----- Text passage -----

One plus one equals what? 

City Sage

Not too many years ago, it was simple to market Colorado Springs to relocating companies — just give 'em the story line that has, with minor variations, worked since Gen. William Palmer's day.

Pikes Peak! Garden of the Gods! Sunny skies! Good schools! Honest city government! Low taxes! Low utility rates! Safe streets! Lotsa culture! Air Force Academy! Booming economy! Cheap housing! The Broadmoor! Paradise nestled beneath the Front Range — and did we mention low taxes?

It was, in the parlance of hucksters everywhere, a great pitch and an easy close.

"So in conclusion, Mr. Businessman, it's up to you. Do you want to stay where you are and put up with high taxes / a unionized labor force / expensive real estate / Midwestern winters / a city run by crooks and incompetents / a stagnant local economy / deteriorating markets / California crazies (choose one or more!), or come to Colorado Springs and live the good life? It's up to you, and we're here to help."

-----

* Problems to solve *
(a) Answer these questions about the passage on marketing Colorado Springs, one answer per line:
(i) Since whose day has the story line worked, with minor variations?
(ii) Beneath which mountain range is the city's paradise said to be nestled?
(iii) In the parlance of hucksters, what two things was the pitch?
(b) List every drawback of staying put that the quoted sales talk in the passage on marketing Colorado Springs offers the businessman to choose from.
(c) Summarize the passage on marketing Colorado Springs in two sentences.

----- Information supplied -----

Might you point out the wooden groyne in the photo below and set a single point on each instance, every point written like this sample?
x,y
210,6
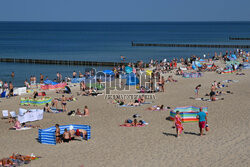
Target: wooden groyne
x,y
236,38
191,45
62,62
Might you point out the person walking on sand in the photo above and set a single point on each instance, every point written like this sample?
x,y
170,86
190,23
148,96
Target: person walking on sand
x,y
64,103
197,90
202,116
178,123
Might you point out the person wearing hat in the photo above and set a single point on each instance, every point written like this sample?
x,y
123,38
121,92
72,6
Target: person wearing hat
x,y
202,116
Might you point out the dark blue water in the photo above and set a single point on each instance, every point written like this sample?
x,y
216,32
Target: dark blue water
x,y
106,41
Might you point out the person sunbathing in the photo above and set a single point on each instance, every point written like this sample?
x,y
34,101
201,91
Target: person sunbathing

-----

* The replies *
(a)
(i) Gen. William Palmer's
(ii) The Front Range
(iii) A great pitch and an easy close

(b)
High taxes
A unionized labor force
Expensive real estate
Midwestern winters
A city run by crooks and incompetents
A stagnant local economy
Deteriorating markets
California crazies

(c) Not too many years ago, marketing Colorado Springs to relocating companies was simple, relying on a story line that had worked since Gen. William Palmer's day and promoted attractions such as Pikes Peak, sunny skies, good schools, and low taxes. It was a great pitch and an easy close, asking a businessman to choose between putting up with problems like high taxes or Midwestern winters and coming to Colorado Springs to live the good life.